**O QUE FAZER:**
a - Extraia do documento de origem o trecho entre "Indicou como acórdão" e "ambos os arestos.", inclusive.
b - Segundo o documento de origem, em que data foi proferido o acórdão indicado como acórdão fundamento?
c - Quais são todos os descritores listados no documento de origem?

**DOCUMENTO DE ORIGEM:**
* * * * * * *

Acórdãos STA

Acórdão do Supremo Tribunal Administrativo
Processo:0912/13
Data do Acordão:11/13/2013
Tribunal:2 SECÇÃO
Relator:DULCE NETO
Descritores:RECLAMAÇÃO PARA A CONFERÊNCIA
OPOSIÇÃO DE ACÓRDÃOS
REQUISITOS
Sumário:Se, interposto recurso por oposição de acórdãos, não se verifica identidade substancial das situações fácticas em confronto, nem divergência de soluções quanto à mesma questão de direito, não deve o mesmo ser admitido, por falta de um dos pressupostos desse recurso de oposição de acórdãos, nos termos do disposto no nº 5 do art. 284º do CPPT.
Nº Convencional:JSTA000P16576
Nº do Documento:SA2201311130912
Data de Entrada:05/21/2013
Recorrente:A............, SA
Recorrido 1:FAZENDA PÚBLICA
Votação:UNANIMIDADE
Aditamento:
Texto Integral: Acordam, em conferência, na Secção de Contencioso Tributário do Supremo Tribunal Administrativo:

1. A FAZENDA PÚBLICA veio, ao abrigo do disposto no art. 284º do CPPT, interpor recurso por oposição de acórdãos para o Pleno da Secção de Contencioso Tributário do Supremo Tribunal Administrativo do acórdão proferido por esta Secção em 10/07/2013 no Processo nº 912/13, que concedeu provimento ao recurso interposto pela sociedade “A…………, S.A.” da sentença proferida em processo de reclamação deduzida contra acto do órgão de execução fiscal que determinara o pagamento da quantia exequenda sob cominação de accionamento da garantia bancária, revogando a sentença na parte em que julgara não ser permitida a apreciação da prescrição da dívida exequenda, e ordenando que os autos baixassem à 1.ª instância para conhecimento dessa questão após fixação da pertinente matéria de facto.
Indicou como acórdão fundamento o proferido em 29/06/2011 por esta Secção do Supremo Tribunal Administrativo no processo nº 217/11.

2. Admitido o recurso e notificada a Recorrente para alegar sobre a questão preliminar da existência de oposição entre o acórdão recorrido e o acórdão fundamento (art. 284º nº 3 do CPPT), veio fazê-lo, apresentado alegações tendentes a demonstrar a identidade de situações de facto e de direito em ambos os arestos.

3. A Recorrida contra-alegou, sustentando que o recurso devia ser julgado findo por falta de verificação dos requisitos que a lei exige para este tipo de recurso.

4. Por decisão do Exmº Juiz Conselheiro Relator, proferido em 25/09/2013, a fls. 391 a 394, julgou-se que não existia a invocada oposição de acórdãos, uma vez que a diferente solução jurídica a que chegaram os acórdãos em confronto é ditada pela dissemelhança das situações fácticas em que assentaram. E, consequentemente, julgou findo o recurso, em conformidade com o disposto no art. 284º nº 5 do CPPT.

5. É contra este despacho que a recorrente Fazenda Pública apresenta a presente reclamação para a conferência, alegando o seguinte:

I. Na sequência da notificação do Acórdão proferido no processo acima indicado no qual se identificou como recorrente A…………, SGPS, SA., proferido a fls. 297 a 313, em 25.09.2013 interpôs a Fazenda Pública recurso por oposição de julgados, a fls...

* * * * * * *

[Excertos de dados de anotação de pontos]
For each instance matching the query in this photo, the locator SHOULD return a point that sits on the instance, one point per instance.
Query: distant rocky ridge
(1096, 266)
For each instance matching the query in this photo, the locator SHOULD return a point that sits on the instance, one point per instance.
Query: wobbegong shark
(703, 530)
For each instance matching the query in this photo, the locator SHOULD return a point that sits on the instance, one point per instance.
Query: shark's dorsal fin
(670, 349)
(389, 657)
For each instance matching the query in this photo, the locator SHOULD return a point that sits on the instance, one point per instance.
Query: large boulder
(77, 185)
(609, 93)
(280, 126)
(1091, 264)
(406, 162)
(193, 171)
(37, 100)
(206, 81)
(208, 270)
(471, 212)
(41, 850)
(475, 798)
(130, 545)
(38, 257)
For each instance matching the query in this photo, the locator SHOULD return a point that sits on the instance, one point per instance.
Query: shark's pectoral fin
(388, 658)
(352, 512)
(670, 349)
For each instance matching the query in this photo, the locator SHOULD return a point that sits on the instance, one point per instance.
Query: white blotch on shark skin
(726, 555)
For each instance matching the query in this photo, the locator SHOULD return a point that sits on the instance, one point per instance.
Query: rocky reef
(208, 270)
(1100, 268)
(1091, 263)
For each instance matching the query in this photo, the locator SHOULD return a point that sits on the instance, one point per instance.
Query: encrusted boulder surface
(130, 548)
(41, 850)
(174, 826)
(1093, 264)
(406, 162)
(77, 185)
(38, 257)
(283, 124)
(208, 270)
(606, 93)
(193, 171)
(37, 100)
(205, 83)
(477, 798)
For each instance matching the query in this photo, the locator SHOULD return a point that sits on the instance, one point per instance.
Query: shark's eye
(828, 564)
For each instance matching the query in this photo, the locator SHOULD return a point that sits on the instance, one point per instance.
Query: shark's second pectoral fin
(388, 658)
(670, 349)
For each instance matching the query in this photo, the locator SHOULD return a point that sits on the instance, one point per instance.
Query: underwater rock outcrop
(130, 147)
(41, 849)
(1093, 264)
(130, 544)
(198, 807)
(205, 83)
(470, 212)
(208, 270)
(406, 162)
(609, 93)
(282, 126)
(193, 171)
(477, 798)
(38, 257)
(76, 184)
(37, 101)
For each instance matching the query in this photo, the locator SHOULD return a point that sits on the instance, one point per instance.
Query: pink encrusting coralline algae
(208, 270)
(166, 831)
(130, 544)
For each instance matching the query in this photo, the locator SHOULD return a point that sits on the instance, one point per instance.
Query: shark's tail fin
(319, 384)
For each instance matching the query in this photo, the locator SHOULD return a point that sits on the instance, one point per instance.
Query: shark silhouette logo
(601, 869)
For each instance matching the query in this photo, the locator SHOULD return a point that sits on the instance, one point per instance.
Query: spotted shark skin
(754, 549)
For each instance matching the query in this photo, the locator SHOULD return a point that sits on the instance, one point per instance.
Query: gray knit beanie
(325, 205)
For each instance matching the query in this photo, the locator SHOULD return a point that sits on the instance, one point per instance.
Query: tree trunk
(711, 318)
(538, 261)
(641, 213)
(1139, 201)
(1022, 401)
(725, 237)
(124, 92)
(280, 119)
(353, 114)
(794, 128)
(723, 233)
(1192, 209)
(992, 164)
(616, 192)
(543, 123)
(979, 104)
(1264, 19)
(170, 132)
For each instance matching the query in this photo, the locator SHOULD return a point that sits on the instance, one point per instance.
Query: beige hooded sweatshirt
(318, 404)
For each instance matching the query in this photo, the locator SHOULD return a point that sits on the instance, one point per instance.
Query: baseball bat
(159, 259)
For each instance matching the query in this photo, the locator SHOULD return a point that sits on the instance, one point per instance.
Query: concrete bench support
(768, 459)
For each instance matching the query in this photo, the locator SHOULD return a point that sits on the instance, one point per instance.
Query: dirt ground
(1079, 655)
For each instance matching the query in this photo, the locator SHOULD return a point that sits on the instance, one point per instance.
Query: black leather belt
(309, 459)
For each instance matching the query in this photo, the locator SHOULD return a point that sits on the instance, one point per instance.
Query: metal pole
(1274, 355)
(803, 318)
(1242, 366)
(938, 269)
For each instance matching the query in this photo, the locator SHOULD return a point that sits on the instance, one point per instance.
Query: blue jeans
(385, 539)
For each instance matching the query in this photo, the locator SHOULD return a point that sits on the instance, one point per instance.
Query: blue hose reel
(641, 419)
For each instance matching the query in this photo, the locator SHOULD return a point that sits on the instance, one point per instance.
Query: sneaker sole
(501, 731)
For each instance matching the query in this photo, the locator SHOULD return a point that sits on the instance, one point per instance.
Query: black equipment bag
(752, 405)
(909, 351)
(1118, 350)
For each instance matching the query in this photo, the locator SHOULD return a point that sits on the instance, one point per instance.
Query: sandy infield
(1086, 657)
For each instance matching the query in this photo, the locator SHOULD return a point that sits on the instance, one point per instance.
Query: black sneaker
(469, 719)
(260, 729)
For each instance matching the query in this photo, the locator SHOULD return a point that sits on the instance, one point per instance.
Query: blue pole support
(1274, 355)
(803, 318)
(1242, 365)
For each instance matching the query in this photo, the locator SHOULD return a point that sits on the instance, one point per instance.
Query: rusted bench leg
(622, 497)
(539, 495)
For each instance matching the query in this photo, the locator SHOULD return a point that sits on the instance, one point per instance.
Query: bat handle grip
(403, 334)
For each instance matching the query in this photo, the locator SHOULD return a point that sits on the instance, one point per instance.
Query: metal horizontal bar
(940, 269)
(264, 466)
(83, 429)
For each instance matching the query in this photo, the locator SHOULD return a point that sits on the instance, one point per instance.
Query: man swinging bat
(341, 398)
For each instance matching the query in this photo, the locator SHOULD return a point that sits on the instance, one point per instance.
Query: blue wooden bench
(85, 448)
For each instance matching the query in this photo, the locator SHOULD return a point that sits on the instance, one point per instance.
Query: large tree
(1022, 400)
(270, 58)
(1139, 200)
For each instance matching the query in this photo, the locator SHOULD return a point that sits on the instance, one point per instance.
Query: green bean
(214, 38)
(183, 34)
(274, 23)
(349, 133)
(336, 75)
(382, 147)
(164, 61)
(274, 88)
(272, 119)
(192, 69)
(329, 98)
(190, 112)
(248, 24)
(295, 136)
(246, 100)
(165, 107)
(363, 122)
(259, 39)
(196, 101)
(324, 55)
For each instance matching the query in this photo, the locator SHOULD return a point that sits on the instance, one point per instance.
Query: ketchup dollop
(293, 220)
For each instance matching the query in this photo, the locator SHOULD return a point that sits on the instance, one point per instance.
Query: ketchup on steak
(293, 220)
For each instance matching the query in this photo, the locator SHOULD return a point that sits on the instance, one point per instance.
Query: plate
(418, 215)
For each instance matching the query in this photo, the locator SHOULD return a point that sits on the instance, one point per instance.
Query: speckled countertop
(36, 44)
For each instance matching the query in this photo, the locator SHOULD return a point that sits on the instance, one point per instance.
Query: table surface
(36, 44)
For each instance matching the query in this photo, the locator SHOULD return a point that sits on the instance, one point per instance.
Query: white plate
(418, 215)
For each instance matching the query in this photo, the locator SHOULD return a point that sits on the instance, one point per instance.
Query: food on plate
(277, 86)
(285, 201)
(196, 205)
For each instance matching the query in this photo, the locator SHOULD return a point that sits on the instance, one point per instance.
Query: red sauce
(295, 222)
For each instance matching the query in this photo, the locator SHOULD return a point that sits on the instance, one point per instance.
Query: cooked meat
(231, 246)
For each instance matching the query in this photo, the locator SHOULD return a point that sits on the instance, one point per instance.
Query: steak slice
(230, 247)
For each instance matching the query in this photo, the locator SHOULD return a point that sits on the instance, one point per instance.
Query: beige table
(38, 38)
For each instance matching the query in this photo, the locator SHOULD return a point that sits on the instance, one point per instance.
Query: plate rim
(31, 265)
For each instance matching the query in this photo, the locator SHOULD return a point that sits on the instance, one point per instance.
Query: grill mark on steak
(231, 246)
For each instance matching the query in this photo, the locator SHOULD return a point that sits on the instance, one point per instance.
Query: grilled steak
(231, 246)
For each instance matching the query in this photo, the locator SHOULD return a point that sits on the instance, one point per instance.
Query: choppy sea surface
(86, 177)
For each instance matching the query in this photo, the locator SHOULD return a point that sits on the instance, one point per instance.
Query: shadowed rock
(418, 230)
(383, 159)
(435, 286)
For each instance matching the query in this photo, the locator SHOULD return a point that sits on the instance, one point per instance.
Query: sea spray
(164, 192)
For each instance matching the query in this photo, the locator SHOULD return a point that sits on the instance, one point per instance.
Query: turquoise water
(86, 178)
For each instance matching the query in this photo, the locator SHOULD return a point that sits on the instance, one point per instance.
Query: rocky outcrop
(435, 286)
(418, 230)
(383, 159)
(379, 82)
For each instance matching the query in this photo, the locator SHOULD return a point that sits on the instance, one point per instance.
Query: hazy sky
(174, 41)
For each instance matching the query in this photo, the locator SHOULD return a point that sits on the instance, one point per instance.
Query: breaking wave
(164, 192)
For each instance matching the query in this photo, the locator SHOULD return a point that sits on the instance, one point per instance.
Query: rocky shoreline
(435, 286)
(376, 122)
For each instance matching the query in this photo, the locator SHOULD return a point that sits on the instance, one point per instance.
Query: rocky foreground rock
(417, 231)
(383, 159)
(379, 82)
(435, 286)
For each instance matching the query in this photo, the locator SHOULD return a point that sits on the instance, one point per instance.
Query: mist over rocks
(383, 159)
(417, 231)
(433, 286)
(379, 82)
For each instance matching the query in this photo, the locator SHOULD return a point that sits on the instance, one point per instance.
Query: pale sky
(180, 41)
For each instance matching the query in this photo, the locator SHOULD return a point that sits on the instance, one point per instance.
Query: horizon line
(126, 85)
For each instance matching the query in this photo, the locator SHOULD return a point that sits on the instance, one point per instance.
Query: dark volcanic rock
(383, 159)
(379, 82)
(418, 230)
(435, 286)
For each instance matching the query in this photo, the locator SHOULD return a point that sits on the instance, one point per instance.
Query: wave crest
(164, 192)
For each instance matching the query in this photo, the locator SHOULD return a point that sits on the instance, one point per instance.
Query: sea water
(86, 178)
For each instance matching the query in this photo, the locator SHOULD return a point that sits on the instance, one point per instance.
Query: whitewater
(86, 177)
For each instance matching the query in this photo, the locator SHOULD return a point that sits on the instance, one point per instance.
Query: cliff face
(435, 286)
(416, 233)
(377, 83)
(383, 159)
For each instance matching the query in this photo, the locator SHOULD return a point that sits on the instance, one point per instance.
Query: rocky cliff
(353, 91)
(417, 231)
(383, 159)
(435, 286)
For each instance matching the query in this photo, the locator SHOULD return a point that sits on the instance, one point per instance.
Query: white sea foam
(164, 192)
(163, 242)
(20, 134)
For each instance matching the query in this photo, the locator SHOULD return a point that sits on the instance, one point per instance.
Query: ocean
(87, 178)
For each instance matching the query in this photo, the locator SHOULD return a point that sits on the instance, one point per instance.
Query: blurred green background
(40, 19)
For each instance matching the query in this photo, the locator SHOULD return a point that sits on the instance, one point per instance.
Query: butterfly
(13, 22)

* * * * * * *

**RESPOSTAS COMPLETAS:**
a -
Indicou como acórdão fundamento o proferido em 29/06/2011 por esta Secção do Supremo Tribunal Administrativo no processo nº 217/11.

2. Admitido o recurso e notificada a Recorrente para alegar sobre a questão preliminar da existência de oposição entre o acórdão recorrido e o acórdão fundamento (art. 284º nº 3 do CPPT), veio fazê-lo, apresentado alegações tendentes a demonstrar a identidade de situações de facto e de direito em ambos os arestos.

b - 29/06/2011

c - Reclamação para a conferência; oposição de acórdãos; requisitos.